━━━ TEXT

The night of the murders, the Stocks residence was ransacked and several articles of value were taken. He claimed that at the time his family arrived home, he was thinking of committing suicide with a .45 caliber handgun he had found in the house, and that he had the barrel of the gun in his mouth when they arrived. His sister returned home first, followed in less than five minutes by his mother and father.

After the murders of his parents and sister, Stocks fled the residence, driving to Arkadelphia and throwing items taken from the house out of the vehicle on his way, including the .45 caliber handgun. He was captured the next morning around 6:00 a.m. at the apartment of a friend, where he was asleep, following a statewide alert calling for his capture. Lonoke County investigators arrived, took custody of Stocks, and transported him back to Lonoke, where he was charged with three counts of capital murder.

===Investigation and trial===
Investigator Steve Finch took the lead on the investigation. Heath was interviewed numerous times in an attempt to understand how and why the murders occurred. According to one of these interviews, Heath admitted to murdering his mother, father, and sister, only after being pressured and manipulated to protect the secret of the man abusing him, who has been speculated to have been present during the murders. Pressured by his family, Stocks ultimately took the blame and pleaded guilty to all three murders. He received three consecutive life sentences.

━━━━━━

TASK STATEMENT →
Repeat word for word the stretch of the Stocks murders passage from "The night of" through "mother and father.".

━━━ DATASET EXCERPTS

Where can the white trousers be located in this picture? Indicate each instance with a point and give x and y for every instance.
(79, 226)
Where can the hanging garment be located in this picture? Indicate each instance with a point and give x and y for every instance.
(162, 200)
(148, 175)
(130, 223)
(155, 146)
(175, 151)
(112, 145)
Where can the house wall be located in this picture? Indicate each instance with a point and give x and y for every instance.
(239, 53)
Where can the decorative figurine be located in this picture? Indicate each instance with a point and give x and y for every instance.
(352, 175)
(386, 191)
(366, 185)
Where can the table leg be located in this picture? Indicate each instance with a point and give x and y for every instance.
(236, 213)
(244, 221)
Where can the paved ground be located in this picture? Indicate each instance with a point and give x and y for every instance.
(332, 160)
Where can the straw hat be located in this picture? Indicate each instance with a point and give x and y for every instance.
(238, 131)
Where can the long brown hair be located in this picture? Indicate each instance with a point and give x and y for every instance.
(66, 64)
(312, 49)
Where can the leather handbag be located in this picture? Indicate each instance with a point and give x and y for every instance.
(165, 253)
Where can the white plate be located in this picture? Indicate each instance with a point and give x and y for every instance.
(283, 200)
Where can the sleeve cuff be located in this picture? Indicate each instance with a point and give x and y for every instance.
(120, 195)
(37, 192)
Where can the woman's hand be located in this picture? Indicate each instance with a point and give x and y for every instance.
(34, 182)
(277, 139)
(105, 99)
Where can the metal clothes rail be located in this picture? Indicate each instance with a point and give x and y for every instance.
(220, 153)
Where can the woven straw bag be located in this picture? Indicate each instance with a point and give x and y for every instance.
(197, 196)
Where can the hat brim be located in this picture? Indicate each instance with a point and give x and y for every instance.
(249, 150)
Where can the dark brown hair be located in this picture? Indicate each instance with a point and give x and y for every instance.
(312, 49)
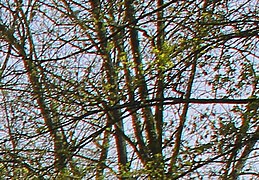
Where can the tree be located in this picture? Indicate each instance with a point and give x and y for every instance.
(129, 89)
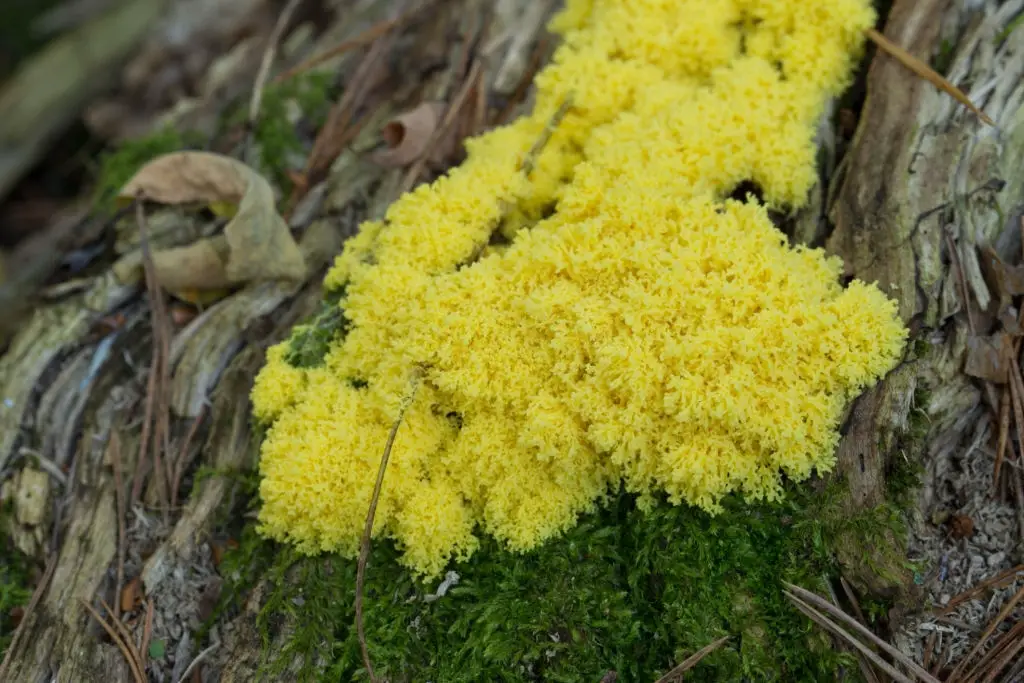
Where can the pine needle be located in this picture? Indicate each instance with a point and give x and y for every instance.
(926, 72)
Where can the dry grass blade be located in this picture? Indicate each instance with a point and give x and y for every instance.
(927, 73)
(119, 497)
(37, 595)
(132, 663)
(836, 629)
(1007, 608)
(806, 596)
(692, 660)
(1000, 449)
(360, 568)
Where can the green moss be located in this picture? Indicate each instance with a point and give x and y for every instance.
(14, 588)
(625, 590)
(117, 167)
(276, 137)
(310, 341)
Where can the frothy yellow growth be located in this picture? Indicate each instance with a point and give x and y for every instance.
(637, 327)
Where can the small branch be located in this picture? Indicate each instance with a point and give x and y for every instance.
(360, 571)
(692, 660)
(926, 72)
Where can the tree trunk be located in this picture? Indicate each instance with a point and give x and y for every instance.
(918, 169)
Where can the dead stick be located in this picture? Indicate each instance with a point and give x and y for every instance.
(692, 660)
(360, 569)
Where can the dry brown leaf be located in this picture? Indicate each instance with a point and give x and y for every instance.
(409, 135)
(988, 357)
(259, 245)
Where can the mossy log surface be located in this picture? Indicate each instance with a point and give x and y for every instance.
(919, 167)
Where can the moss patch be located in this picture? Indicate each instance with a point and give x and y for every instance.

━━━━━━
━━━ DATASET EXCERPTS

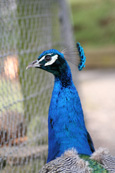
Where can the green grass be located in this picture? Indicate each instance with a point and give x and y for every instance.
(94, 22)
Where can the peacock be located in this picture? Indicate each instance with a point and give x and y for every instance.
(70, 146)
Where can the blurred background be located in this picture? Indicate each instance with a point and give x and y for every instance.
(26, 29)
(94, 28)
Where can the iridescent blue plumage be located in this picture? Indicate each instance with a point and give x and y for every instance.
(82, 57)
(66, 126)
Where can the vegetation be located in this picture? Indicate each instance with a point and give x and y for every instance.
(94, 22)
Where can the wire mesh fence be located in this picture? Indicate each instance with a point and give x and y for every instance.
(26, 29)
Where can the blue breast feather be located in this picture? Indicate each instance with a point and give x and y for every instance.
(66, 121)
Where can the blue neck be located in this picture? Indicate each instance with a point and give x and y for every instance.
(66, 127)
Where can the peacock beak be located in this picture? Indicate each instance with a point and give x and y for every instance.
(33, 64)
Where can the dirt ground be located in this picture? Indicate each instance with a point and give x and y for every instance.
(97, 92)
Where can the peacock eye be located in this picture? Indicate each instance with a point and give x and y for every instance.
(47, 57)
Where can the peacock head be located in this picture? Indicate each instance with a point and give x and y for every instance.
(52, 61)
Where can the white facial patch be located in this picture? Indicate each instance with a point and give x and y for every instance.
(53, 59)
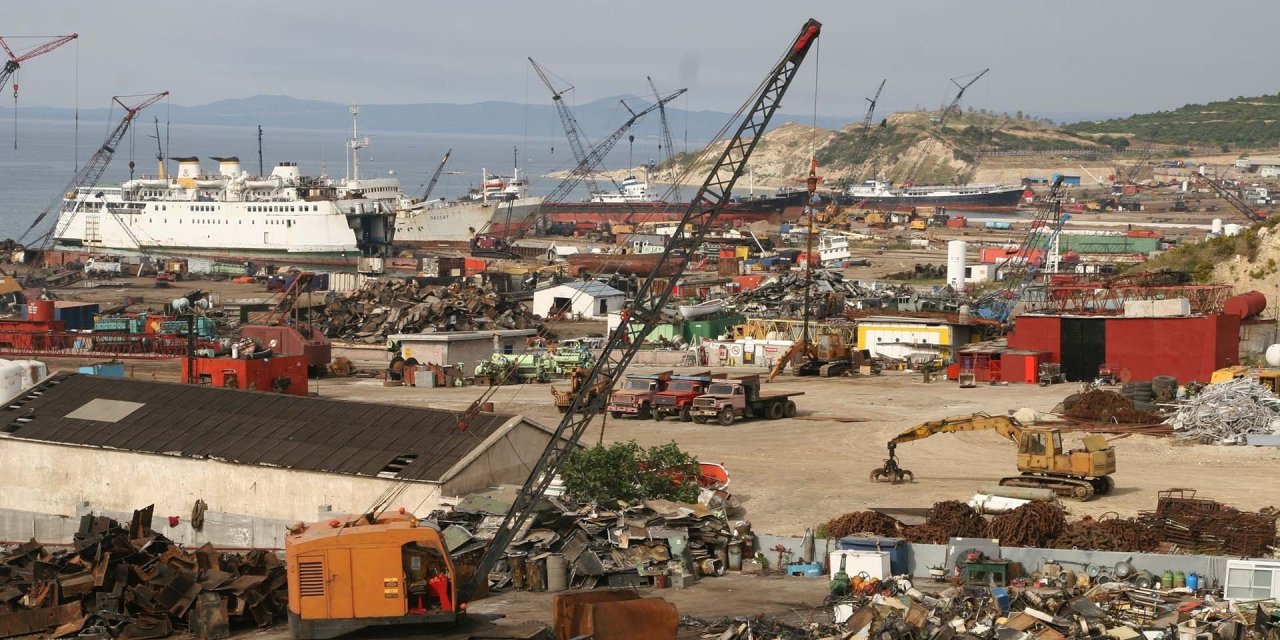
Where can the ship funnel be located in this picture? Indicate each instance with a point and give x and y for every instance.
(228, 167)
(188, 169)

━━━━━━

EXERCISE RESPONSE →
The night of the murders, the Stocks residence was ransacked and several articles of value were taken. He claimed that at the time his family arrived home, he was thinking of committing suicide with a .45 caliber handgun he had found in the house, and that he had the barrel of the gun in his mouth when they arrived. His sister returned home first, followed in less than five minutes by his mother and father.